(Aim of the task):
Two lines in the listing below mark the span: one contains "Phrase: trombone" and one contains "compact form (141,300).". Reproduce both of them and everything between, exactly.
[Supplied records Boundary: Start]
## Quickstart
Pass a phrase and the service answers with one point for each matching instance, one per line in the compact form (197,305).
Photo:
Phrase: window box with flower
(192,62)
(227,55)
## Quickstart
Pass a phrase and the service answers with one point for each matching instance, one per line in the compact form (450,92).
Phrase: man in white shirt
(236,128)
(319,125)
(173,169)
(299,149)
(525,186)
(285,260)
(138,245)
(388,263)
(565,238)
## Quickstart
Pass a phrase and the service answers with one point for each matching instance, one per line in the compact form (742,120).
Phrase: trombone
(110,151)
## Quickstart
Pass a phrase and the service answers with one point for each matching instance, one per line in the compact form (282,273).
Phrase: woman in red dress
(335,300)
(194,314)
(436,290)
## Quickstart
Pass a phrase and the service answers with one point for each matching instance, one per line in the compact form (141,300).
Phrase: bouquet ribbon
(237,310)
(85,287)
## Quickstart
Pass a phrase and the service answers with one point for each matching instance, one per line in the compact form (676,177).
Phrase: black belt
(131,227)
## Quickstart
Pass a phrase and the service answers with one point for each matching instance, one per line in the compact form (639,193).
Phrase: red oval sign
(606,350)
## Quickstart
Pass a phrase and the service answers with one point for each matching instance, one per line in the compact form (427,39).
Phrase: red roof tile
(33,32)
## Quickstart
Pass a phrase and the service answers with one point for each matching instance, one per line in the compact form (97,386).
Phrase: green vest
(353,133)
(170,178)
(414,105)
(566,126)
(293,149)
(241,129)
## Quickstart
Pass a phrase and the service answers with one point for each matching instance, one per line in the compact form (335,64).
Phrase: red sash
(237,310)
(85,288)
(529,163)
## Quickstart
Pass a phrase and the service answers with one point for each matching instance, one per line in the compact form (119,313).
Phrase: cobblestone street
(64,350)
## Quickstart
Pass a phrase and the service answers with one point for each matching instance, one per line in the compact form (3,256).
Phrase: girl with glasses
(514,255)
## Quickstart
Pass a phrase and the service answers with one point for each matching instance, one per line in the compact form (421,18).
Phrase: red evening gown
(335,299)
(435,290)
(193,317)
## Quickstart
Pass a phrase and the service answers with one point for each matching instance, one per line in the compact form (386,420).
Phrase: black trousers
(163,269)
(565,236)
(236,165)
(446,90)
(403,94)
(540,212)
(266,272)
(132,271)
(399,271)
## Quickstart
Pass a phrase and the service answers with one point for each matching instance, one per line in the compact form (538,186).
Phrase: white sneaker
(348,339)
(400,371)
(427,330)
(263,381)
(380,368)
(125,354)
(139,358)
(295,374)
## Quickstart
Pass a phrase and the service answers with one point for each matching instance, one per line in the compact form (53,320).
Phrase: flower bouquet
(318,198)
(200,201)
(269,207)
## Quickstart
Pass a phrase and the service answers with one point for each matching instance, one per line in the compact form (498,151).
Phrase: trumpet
[Supplied records Boundary: End]
(Written response):
Phrase: trombone
(110,151)
## Quickstart
Pass a phrase and the service answers with one point for each matching instance, one per line in the compact form (282,273).
Phrase: woman in red dress
(335,300)
(194,314)
(436,290)
## Quickstart
Pass a phrase and the service answers with one point for each matching instance, one per line in the compact form (141,300).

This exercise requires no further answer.